[TEXT SECTION]
# # # #
So it’s a good thing—essential, in fact—that there’s CO2 in Earth’s air, but we can absolutely have too much or too little, and the amount has fluctuated a lot over time. I wanted to reintroduce people to this thing they’ve heard about in the news and explain its vital role in shaping life on Earth.
I love the simplicity of the title you chose, The Story of CO2 Is the Story of Everything. But it really swings for the fences, doesn’t it? Like, “everything” is a very sweeping term! And I understand what you’re saying regarding planetary habitability and the fact of Earth’s carbon-based life. It’s harder, I think, to grasp and convey how humans come into the story, and one thing I love about your book is how adeptly you weave us into the fabric of this vastly bigger picture. Can you talk more about that?
Sure, and thank you. The idea is that to really understand the story of life on Earth, as well as what’s happening now with climate change, you need to understand this global carbon cycle I mentioned; life is etched in the flow of carbon all around our planet. And what I try to do in later parts of the book is describe how all of human history can be seen through this lens—so societies and empires, for instance, are composed of flows of carbon being organized in different ways. And the way our society and politics have developed across the past few centuries, it turns out, is closely connected with things such as how coal got into—and then how we got it back out of—the Appalachian Mountains or how oxygen got into Earth’s air. Seeing those connections can help explain how it was that humans came to be this geomorphological force on the planet—and how bizarre and important this moment in Earth history really might be.
What’s so extraordinary about our current moment is how one species on one branch of this gigantic tree of life has suddenly discovered this vast, ancient underground reservoir of carbon made by old life—and is lighting it all on fire. And that chemical reaction—burning carbon-rich organic matter with oxygen to make CO2 and release energy—is really the same thing that all aerobic life, all of Earth’s animals and plants, and so on, uses to drive its metabolism on a cellular level. We’re just doing this nightmarish, freakish version of it, where we’re suddenly combusting all of life’s leftover carbon from Earth’s history under our feet. We’ve sort of summoned these planetary forces into being by resurrecting the buried ghosts of all life that’s ever existed by bringing them back to the surface all at once.
This isn’t really a book about chemistry, but I need to add that the only way this all works at any scale is having lots of free oxygen in the atmosphere to react with the carbon. The air we breathe today is more than 20 percent oxygen, which is interesting because, for most of Earth’s history, there wasn’t nearly as much oxygen in the air. And it turns out that the rise of atmospheric oxygen isn’t as simple as some microbes figuring out photosynthesis a few billion years ago. You also have to constantly be burying a slow trickle of carbon—in dead plants and algae, in rocks and deep-sea sediments—to build the oxygen up in the air over hundreds of millions of years; otherwise the two react together, which draws oxygen back down. But if you lock that carbon up in the crust, oxygen will rise. Now, old plant stuff locked up in the crust, in those pockets where it’s economically exploitable, is better known as fossil fuel, right? I bet a lot of people don’t know that the reason why they can breathe is because there are fossil fuels under their feet.
I like to think of this interplay between carbon in the ground and oxygen in the air as making a big planetary-scale battery, where you get two parts of Earth—the really reactive, oxidizing atmosphere and the really reduced organic matter underground—out of equilibrium with each other, with lots of potential energy as a result. Then this weird fire creature suddenly shows up in the middle of these two reservoirs, and over the past few centuries, it’s learned how to reunite them to extract energy. So we’re talking about an almost instantaneous discharge of this huge planetary battery that took all of Earth history to build up.
# # # #
[TASKS FOR THIS EXERCISE]
• A. List the places in which the interview says a slow trickle of carbon must be buried to build up oxygen in the air.
• B. According to the interview, what share of the air we breathe today is oxygen?

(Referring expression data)
# # # #
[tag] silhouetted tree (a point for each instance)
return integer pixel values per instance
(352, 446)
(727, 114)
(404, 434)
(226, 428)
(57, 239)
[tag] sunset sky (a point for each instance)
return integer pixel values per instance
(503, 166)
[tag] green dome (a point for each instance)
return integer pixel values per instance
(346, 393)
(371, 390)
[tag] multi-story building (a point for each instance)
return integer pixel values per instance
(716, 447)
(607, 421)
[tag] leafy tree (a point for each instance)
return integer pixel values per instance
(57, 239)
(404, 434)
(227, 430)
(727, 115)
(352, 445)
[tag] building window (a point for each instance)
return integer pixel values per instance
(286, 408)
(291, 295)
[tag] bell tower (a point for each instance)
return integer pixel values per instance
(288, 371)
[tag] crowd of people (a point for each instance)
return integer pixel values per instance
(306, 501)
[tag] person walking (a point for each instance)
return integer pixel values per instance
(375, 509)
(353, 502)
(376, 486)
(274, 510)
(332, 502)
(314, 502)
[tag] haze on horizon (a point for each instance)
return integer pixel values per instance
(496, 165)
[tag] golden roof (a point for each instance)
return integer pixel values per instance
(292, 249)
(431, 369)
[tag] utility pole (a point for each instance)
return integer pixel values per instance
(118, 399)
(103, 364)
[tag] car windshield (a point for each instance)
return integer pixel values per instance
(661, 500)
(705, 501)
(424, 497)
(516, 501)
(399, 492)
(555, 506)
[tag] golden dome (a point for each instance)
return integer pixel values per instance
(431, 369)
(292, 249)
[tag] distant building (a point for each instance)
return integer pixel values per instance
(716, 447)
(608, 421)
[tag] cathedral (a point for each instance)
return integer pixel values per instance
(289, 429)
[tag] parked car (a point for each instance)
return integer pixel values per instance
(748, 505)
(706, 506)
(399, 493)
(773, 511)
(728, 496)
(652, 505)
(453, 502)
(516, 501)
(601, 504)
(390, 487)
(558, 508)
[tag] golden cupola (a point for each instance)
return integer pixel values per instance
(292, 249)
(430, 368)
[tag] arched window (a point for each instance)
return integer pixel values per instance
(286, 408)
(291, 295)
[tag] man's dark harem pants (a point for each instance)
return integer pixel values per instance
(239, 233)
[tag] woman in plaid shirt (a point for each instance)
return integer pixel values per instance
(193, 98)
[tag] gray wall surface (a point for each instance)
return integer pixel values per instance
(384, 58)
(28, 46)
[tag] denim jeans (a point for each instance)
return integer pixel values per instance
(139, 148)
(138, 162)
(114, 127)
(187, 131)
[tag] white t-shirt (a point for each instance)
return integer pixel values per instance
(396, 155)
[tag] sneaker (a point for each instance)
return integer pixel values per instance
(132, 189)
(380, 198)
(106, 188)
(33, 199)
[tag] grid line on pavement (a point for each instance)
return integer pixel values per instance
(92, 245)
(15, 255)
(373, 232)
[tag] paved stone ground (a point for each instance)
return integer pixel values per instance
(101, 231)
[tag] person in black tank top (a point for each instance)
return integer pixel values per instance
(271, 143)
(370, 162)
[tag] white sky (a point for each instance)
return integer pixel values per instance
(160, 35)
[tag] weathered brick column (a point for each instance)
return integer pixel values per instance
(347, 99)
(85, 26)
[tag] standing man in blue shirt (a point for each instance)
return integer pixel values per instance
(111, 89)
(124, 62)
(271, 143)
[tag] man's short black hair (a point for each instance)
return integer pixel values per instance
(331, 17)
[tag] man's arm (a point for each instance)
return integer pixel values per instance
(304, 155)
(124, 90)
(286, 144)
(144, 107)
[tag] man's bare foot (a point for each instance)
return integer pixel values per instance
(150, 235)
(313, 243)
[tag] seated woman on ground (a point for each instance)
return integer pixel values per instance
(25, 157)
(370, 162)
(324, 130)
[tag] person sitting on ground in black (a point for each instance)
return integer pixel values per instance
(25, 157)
# # # #
[RESULTS IN ORDER]
• A. Dead plants, algae, rocks, and deep-sea sediments.

• B. More than 20 percent.